Given request: In the lines below, identify each one that contains the word "query" and copy it out in full.

Shape boundary entries
'''

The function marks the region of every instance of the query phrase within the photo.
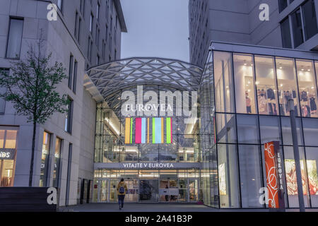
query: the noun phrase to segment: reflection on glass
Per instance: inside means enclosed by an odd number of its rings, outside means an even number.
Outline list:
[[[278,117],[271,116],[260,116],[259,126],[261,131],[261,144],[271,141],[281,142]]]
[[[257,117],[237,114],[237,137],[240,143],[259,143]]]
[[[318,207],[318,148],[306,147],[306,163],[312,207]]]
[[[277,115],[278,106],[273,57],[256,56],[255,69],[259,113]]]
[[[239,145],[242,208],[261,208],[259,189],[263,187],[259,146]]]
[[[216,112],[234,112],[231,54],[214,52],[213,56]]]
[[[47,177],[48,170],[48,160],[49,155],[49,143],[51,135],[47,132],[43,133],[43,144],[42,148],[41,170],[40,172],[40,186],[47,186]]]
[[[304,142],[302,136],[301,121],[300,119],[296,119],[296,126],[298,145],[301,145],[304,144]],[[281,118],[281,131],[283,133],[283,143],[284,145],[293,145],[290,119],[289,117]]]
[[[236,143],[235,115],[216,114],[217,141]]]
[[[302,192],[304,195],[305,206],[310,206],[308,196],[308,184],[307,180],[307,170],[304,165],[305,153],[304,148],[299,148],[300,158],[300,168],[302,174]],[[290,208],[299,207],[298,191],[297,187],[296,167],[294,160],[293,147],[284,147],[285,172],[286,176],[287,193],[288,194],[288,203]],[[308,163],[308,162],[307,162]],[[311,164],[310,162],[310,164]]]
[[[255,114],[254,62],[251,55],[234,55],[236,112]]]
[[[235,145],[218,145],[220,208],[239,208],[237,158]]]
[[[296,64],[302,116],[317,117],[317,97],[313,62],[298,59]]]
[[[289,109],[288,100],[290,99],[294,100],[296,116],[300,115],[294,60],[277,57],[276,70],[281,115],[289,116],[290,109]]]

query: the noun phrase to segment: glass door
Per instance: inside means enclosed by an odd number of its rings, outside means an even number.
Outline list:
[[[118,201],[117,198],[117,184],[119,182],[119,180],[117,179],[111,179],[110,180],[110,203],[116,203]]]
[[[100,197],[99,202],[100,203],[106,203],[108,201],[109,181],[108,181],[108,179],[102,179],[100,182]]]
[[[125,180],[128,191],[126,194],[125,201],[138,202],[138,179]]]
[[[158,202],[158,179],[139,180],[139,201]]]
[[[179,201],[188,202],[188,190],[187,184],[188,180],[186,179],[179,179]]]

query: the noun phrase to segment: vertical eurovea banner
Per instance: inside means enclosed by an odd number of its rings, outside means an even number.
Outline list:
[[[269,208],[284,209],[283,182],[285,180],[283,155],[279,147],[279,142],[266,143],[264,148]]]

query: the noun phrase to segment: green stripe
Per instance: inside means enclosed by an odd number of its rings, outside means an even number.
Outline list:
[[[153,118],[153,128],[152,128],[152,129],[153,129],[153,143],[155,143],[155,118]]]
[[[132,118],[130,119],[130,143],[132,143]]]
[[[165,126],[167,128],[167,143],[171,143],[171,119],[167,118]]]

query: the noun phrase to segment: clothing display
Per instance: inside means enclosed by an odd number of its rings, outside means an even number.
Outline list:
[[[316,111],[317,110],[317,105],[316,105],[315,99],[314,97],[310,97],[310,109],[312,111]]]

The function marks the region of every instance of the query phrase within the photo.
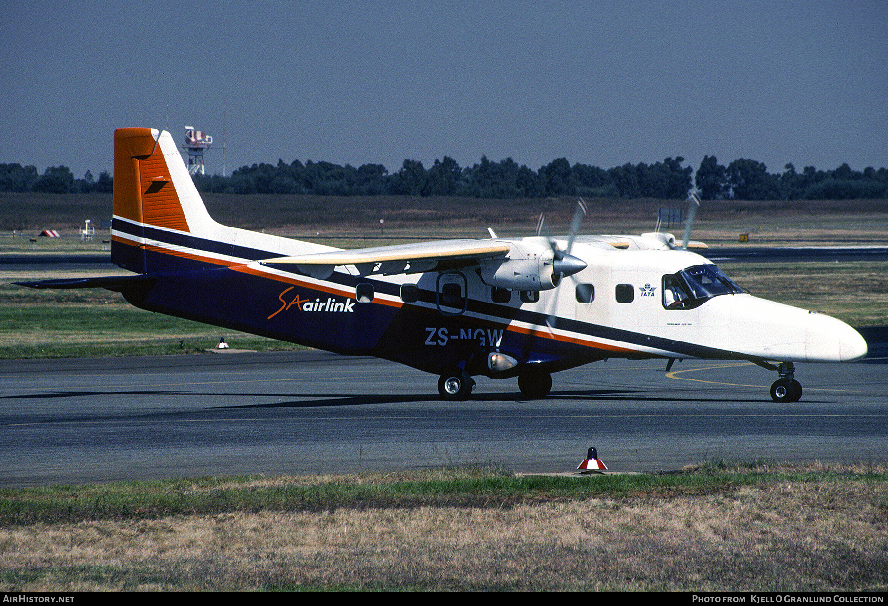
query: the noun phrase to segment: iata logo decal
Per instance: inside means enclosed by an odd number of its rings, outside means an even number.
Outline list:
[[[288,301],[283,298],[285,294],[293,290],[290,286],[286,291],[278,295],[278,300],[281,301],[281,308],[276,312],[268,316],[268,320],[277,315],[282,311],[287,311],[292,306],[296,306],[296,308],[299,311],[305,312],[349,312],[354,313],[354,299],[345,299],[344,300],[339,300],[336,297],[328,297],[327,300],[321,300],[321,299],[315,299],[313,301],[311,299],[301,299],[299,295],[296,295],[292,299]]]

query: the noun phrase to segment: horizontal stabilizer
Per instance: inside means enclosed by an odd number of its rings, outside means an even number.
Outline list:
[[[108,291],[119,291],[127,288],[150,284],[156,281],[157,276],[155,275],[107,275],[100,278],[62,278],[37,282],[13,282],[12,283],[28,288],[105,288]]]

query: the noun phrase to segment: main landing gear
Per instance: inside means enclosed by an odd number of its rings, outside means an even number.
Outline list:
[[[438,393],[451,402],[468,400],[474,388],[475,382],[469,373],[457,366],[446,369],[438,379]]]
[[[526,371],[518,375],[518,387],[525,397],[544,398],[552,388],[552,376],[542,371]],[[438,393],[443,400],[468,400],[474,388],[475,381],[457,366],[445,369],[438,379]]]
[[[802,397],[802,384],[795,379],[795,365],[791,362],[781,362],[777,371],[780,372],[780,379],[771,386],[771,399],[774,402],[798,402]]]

'''

Response for this exercise:
The function marks the region of every instance of the query phrase within the photo.
query: the noun phrase to segment: reflection on glass
query: the noun phrase to segment: glass door
query: the noun phrase to segment: vertical eurovea banner
query: the noun phrase to segment: green stripe
query: the noun phrase to segment: clothing display
The function marks the region of every instance of the query phrase within the photo.
query: the noun phrase to segment: iata logo decal
query: the noun phrase to segment: horizontal stabilizer
query: the noun phrase to segment: main landing gear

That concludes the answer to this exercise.